Image point grounding data
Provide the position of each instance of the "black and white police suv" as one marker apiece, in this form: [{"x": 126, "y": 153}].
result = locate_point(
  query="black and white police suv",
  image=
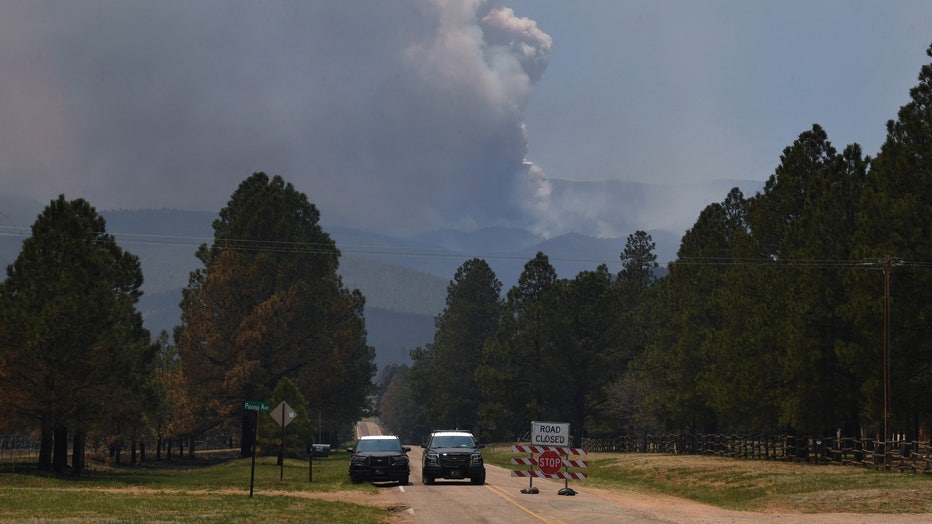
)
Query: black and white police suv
[
  {"x": 452, "y": 455},
  {"x": 379, "y": 458}
]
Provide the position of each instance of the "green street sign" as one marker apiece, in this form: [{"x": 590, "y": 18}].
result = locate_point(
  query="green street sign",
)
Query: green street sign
[{"x": 256, "y": 406}]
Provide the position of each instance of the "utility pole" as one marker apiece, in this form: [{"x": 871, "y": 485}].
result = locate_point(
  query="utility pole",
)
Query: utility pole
[{"x": 887, "y": 263}]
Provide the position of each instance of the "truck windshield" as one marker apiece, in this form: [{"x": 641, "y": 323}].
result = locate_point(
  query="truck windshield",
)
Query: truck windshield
[
  {"x": 382, "y": 444},
  {"x": 453, "y": 441}
]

## TASK DETAILS:
Write the entries out again exactly as they appear, with the pictures omitted.

## SOLVED PROBLEM:
Provide the position of each instance of the "black and white police suv" as one marker apiece, in this form: [{"x": 126, "y": 153}].
result = locate_point(
  query="black and white police suv",
  image=
)
Query: black and white police suv
[
  {"x": 452, "y": 455},
  {"x": 379, "y": 458}
]
Provide the position of each instance of the "green street sign" as one marker apiece, in this form: [{"x": 590, "y": 18}].
result = locate_point(
  query="green street sign",
)
Query: green street sign
[{"x": 256, "y": 406}]
Provide the position of each instance of the "utility pole" as one marker apiece, in this form: [{"x": 871, "y": 485}].
result = locate_point(
  query="utility pole",
)
Query: utility pole
[{"x": 887, "y": 263}]
Provide the position of each instance of the "truck windshield" as one marker apiece, in this form: [{"x": 641, "y": 323}].
result = locate_point(
  query="truck windshield",
)
Query: truck windshield
[
  {"x": 382, "y": 444},
  {"x": 453, "y": 441}
]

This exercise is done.